### EXTRAIT DE LA PAGE
⁂

Les relations entre l’Union européenne élargie, l’Ukraine et la Russie

Par Pierre VERLUISE, Stefan WILKANOWICZ, le 1er novembre 2004  Imprimer l'article  lecture optimisée  Télécharger l'article au format PDF

Président de la Fondation pour la culture chrétienne Znak.
Entretien avec Pierre Verluise, directeur du Diploweb.com

A ceux qui voulaient faire croire que l’élargissement de l’Union européenne "ne changerait rien", ce document apporte un démenti. L’intégration de nouveaux Etats membres, forts d’une histoire et de projets géopolitiques ne peut qu’avoir des incidences directes et indirectes sur les ambitions de l’UE élargie, comme le démontre déjà la Politique européenne de voisinage (PEV). Intellectuel Polonais influent, S. Wilkanowicz explique ici pourquoi il plaide pour une intégration de l’Ukraine dans l’Union européenne et pour des relations plus réfléchies avec la Russie post-soviétique.

Pierre Verluise : Pourquoi militez-vous en faveur d’une plus grande attention de l’Union européenne au sort de l’Ukraine ?

Stefan Wilkanowicz : Il importe de comprendre l’importance de la place de l’Ukraine dans la nouvelle géopolitique de l’Europe. En effet, l’avenir du sous-continent dépend pour une part des relations entre l’Union européenne, l’Ukraine et la Russie. Comme me l’a confié le Professeur Mickailo Kirsenko (Académie de Mohila, à Kiev) : « L’indépendance de l’Ukraine est primordiale pour la raison suivante : si l’Ukraine réussit à rester indépendante, les Russes seront obligés de repenser leur identité. »

En effet, les Russes se greffent pour une part sur l’héritage ukrainien, tout en opprimant ce pays, via l’URSS ou aujourd’hui encore par des pressions économiques, des menaces et des séductions. Si l’Ukraine devient vraiment indépendante, elle bloquera la route de la mer Noire au Kremlin, ce qui obligerait les Russes à repenser leur identité impériale. Cela pourrait inciter la Russie à choisir non plus la confrontation mais la collaboration avec l’Union européenne et les Etats-Unis. La Russie doit choisir sa voie. D’où un paradoxe – en soutenant l’Ukraine nous travaillons pour le développement des bonnes relations entre l‘Union européenne et la Russie...

⁂

### LES DONNÉES
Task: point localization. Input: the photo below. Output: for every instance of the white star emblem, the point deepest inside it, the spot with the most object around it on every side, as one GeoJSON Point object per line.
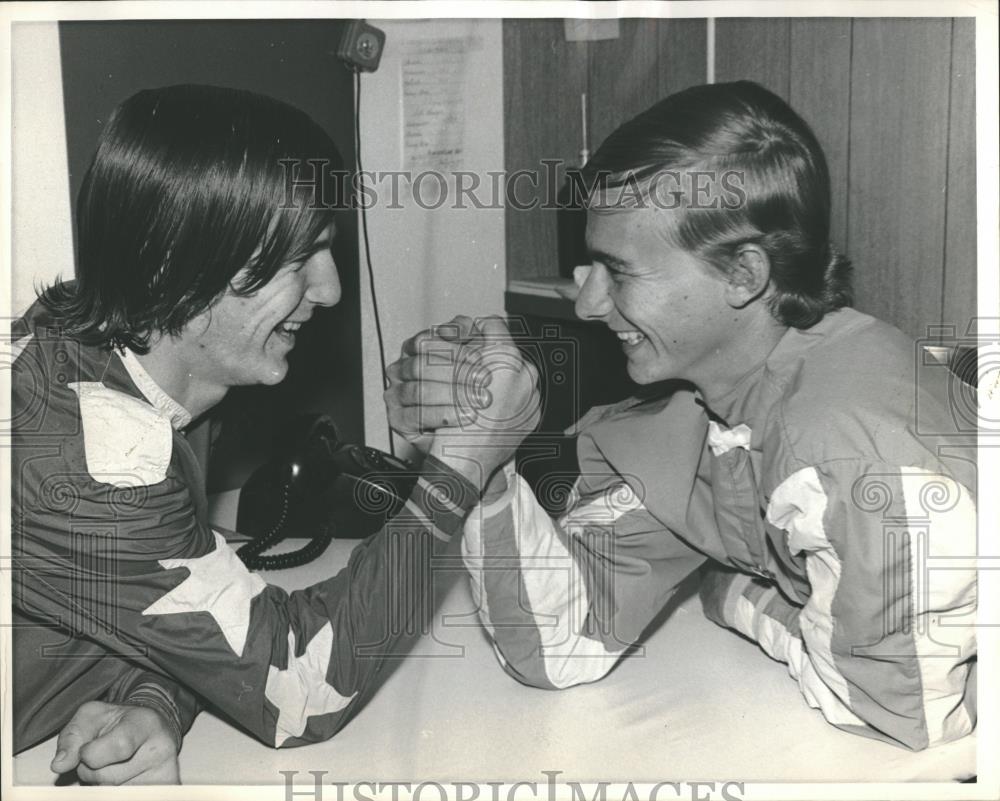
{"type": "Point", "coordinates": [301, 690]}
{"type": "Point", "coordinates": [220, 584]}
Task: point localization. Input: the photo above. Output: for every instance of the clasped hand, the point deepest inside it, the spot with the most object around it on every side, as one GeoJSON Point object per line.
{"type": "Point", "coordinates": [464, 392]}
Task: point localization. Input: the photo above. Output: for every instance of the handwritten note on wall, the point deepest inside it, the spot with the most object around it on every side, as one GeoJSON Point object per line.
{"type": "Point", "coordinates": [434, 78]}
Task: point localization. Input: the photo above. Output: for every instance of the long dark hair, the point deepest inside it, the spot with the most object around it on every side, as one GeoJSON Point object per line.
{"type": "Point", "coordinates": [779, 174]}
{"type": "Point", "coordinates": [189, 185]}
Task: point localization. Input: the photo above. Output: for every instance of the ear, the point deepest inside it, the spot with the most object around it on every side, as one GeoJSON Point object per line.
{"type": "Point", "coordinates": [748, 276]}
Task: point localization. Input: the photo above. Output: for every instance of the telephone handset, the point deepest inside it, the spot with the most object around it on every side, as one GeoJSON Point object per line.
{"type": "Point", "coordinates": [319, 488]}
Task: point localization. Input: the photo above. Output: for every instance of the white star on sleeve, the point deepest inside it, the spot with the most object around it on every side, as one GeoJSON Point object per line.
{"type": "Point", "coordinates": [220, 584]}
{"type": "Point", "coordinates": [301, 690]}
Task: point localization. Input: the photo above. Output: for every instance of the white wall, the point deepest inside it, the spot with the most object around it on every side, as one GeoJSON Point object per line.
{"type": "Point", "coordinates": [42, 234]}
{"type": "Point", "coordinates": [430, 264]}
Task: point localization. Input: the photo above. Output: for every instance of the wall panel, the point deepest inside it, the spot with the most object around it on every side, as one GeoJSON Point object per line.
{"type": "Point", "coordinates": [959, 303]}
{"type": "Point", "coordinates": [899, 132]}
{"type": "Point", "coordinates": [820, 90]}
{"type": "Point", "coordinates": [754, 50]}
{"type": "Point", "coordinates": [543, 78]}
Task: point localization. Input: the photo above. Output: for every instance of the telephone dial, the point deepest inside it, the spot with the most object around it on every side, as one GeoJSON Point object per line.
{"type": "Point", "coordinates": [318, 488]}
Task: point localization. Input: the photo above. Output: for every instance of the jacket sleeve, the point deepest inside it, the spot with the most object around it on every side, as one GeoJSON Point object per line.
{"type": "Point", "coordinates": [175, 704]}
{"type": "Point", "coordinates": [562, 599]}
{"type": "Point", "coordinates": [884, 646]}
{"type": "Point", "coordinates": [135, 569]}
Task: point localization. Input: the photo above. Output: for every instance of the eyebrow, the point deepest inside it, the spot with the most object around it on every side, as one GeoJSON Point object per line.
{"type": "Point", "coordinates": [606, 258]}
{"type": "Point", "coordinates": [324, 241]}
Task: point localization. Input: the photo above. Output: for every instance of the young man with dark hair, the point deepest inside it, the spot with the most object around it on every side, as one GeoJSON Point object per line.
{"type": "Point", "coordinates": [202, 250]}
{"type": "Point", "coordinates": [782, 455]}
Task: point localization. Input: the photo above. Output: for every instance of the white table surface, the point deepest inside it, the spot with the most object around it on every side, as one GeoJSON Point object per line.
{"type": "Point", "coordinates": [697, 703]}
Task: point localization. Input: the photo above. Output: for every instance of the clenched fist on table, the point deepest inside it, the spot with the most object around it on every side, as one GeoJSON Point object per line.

⁂

### CE QU'ON DEMANDE
Reproduisez à l'identique tout ce qui va de « Président de la » jusqu'à « la Russie post-soviétique. » dans l'entretien sur l'Ukraine. Ces données n'ont rien à voir avec l'entretien.

### BONNE RÉPONSE
Président de la Fondation pour la culture chrétienne Znak.
Entretien avec Pierre Verluise, directeur du Diploweb.com

A ceux qui voulaient faire croire que l’élargissement de l’Union européenne "ne changerait rien", ce document apporte un démenti. L’intégration de nouveaux Etats membres, forts d’une histoire et de projets géopolitiques ne peut qu’avoir des incidences directes et indirectes sur les ambitions de l’UE élargie, comme le démontre déjà la Politique européenne de voisinage (PEV). Intellectuel Polonais influent, S. Wilkanowicz explique ici pourquoi il plaide pour une intégration de l’Ukraine dans l’Union européenne et pour des relations plus réfléchies avec la Russie post-soviétique.